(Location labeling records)
::::::::

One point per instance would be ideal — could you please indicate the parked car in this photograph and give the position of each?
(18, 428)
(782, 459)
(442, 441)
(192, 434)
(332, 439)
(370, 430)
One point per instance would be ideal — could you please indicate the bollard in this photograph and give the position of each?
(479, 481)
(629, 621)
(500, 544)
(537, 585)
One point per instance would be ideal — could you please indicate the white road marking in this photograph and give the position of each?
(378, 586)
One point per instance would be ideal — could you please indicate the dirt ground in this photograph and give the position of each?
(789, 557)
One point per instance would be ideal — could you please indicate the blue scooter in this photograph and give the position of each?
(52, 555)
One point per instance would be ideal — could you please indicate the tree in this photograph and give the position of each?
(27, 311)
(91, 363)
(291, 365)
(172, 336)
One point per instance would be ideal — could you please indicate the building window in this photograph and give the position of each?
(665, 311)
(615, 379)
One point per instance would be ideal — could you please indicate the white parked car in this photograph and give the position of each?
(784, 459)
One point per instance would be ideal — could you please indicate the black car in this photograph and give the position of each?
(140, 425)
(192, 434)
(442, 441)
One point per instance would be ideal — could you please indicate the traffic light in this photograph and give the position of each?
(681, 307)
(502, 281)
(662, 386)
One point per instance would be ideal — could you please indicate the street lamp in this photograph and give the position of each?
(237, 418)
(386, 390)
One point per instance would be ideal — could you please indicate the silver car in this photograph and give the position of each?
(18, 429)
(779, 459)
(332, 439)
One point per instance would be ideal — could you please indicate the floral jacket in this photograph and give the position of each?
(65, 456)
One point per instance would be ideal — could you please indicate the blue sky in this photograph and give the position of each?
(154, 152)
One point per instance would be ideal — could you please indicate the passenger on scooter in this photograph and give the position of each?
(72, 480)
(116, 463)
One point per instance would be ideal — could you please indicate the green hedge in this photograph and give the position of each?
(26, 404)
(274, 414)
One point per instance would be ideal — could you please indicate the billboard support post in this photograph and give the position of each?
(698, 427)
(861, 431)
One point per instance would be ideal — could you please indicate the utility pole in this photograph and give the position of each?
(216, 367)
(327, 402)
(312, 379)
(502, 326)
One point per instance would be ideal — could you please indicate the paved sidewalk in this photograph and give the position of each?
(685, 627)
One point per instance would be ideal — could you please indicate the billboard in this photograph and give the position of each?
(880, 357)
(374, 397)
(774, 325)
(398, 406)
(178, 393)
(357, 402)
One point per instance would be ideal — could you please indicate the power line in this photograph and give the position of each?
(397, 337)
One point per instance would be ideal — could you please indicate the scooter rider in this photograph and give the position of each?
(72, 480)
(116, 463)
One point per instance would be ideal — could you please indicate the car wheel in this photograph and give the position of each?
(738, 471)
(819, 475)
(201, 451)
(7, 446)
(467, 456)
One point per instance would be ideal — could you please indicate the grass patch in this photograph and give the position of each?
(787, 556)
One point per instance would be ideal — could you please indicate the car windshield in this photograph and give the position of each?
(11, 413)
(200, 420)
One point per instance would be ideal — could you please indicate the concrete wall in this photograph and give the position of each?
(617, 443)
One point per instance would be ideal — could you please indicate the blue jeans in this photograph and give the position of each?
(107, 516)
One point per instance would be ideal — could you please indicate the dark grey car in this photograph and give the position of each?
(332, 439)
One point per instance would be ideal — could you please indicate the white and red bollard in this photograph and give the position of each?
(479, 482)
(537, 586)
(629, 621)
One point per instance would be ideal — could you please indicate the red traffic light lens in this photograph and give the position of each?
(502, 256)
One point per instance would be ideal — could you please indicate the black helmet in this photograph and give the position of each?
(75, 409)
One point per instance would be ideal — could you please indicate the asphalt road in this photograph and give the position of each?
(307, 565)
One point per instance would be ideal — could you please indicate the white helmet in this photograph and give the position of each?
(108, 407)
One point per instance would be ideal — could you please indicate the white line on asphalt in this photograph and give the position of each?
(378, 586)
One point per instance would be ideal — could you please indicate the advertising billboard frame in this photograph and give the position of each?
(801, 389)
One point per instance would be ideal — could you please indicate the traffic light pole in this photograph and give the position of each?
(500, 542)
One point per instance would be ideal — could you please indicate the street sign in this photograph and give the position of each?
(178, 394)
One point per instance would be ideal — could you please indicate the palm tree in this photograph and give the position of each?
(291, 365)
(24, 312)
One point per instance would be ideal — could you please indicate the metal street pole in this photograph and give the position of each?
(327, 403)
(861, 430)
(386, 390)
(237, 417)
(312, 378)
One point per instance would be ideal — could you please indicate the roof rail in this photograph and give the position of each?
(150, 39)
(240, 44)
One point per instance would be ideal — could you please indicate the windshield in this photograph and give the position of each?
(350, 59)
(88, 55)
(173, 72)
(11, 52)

::::::::

*STATED PROBLEM*. Copy out every line of the records above word for word.

*RESULT BELOW*.
One point per instance would be ideal — could you please indicate the parked car in this photograph and give the position of each?
(18, 428)
(782, 459)
(442, 441)
(192, 434)
(332, 439)
(370, 430)
One point per instance would be ideal — could you please indicate the bollard in this photograph and give the position of each?
(479, 481)
(629, 621)
(500, 544)
(537, 585)
One point per instance would be ideal — could you please indicate the white road marking in this photograph and give the position of each?
(378, 586)
One point per instance would be ideal — could you please indicate the dirt ground in this photograph and give the position of each?
(789, 557)
One point per instance would be ideal — could you please indicate the blue scooter in this photograph and give the position of each?
(52, 555)
One point per instance would be ideal — could you please indicate the tree in this photograph and give the position of each?
(27, 311)
(91, 363)
(291, 365)
(172, 336)
One point per instance would be ideal — could you please indicate the building window in this photograph and give the position of each?
(665, 311)
(615, 379)
One point per instance would be ideal — could you please indicate the white parked car in this photograph and give the position of each?
(784, 459)
One point per instance would be ideal — could you please indicate the black car in this photograph and give the position of each?
(140, 425)
(192, 434)
(442, 441)
One point per instance would be ideal — could you please indicate the traffic light in this photograph and give the position of each?
(681, 307)
(502, 281)
(662, 386)
One point per instance would be ideal — could you please indicate the street lamp in this photograph and give the position of each?
(237, 418)
(386, 390)
One point per instance would be ideal — could you please indicate the silver car in this photograph and give the position of each?
(18, 429)
(779, 459)
(332, 439)
One point per instance would be ideal — could you please indicate the floral jacket in this photograph and give the position of each?
(65, 456)
One point per instance would be ideal — could you please indicate the blue sky in this photograph and give the position of each?
(154, 152)
One point per instance would be ideal — could you please indicate the passenger on scooter in this photograph and give the position of each?
(72, 480)
(116, 463)
One point per instance would be ideal — could you please indicate the green hedge in this photograph and give the position of each?
(26, 404)
(274, 414)
One point per instance would be ideal — could you please indicate the billboard support post in this photograph and give the position of each?
(698, 427)
(861, 431)
One point per instance would be ideal — could you please indicate the utility pole in this photograph and give the position of each?
(216, 367)
(327, 402)
(312, 379)
(502, 326)
One point per instance would be ideal — could you please indicate the paved sidewalk in this photograph and give the position of each?
(685, 627)
One point per instance would be ideal — could you please indicate the billboard in this photograph and give the position of each?
(880, 357)
(374, 397)
(774, 325)
(398, 406)
(178, 393)
(357, 402)
One point per instance would be ideal — could you please indicate the power line in this photograph and give the position of each?
(397, 337)
One point per instance would be ideal — could you please indicate the scooter rider in this photograph and give the position of each?
(72, 480)
(116, 463)
One point per instance would be ideal — could you please indicate the car wheel in this photograph and give the position of each?
(738, 471)
(819, 475)
(201, 451)
(7, 446)
(467, 456)
One point per instance would be ideal — could you please indicate the grass patch in this photograph and give the position of each?
(787, 556)
One point per instance would be ideal — could you please indicate the car windshield in this photograph and give the position of each?
(11, 413)
(200, 420)
One point per instance would be ideal — could you please indicate the concrete wall in this photograph and give the position of each?
(617, 443)
One point per instance would be ideal — could you please indicate the blue jeans in this photograph and give the position of each?
(107, 516)
One point per instance would be ideal — could you please indicate the dark grey car in this photograph and give the position of each?
(332, 439)
One point per instance would be ideal — could you please indicate the white and red bollard in this photograph and give the position of each?
(479, 482)
(537, 586)
(629, 621)
One point per instance would be ideal — could you please indicate the red traffic light lens in this photograph and give the position of each?
(502, 256)
One point per instance would be ideal — could you please indicate the black helmet in this photograph and give the position of each?
(75, 409)
One point per instance would be ideal — could you please indicate the asphalt road in this photograph and give the position of each?
(307, 565)
One point per instance would be ideal — could you please indicate the white helmet in this photograph and give the position of each?
(108, 407)
One point per instance would be ideal — could you please indicate the white line on asphalt in this photograph and give the position of each?
(378, 586)
One point per instance would be ideal — could you please indicate the advertising billboard frame in this photograph and give the position of each?
(801, 389)
One point per instance would be ideal — could you please indicate the traffic light pole in this photograph and give the position of each?
(500, 542)
One point per instance would be ideal — could you please indicate the street sign in this photograph and give the position of each?
(178, 394)
One point per instance would be ideal — could you please indicate the palm tree in this photograph and give the position of each?
(291, 365)
(24, 312)
One point per instance would be ideal — could you please indicate the metal street pole in this photograph and give the position of each?
(327, 403)
(861, 430)
(386, 390)
(237, 417)
(312, 378)
One point per instance would be ideal — could you please indicate the roof rail in this photograph and give the position of each?
(150, 39)
(240, 44)
One point per instance would be ideal — could you please indicate the windshield in this photograph and give the position of each?
(350, 59)
(88, 55)
(173, 72)
(11, 52)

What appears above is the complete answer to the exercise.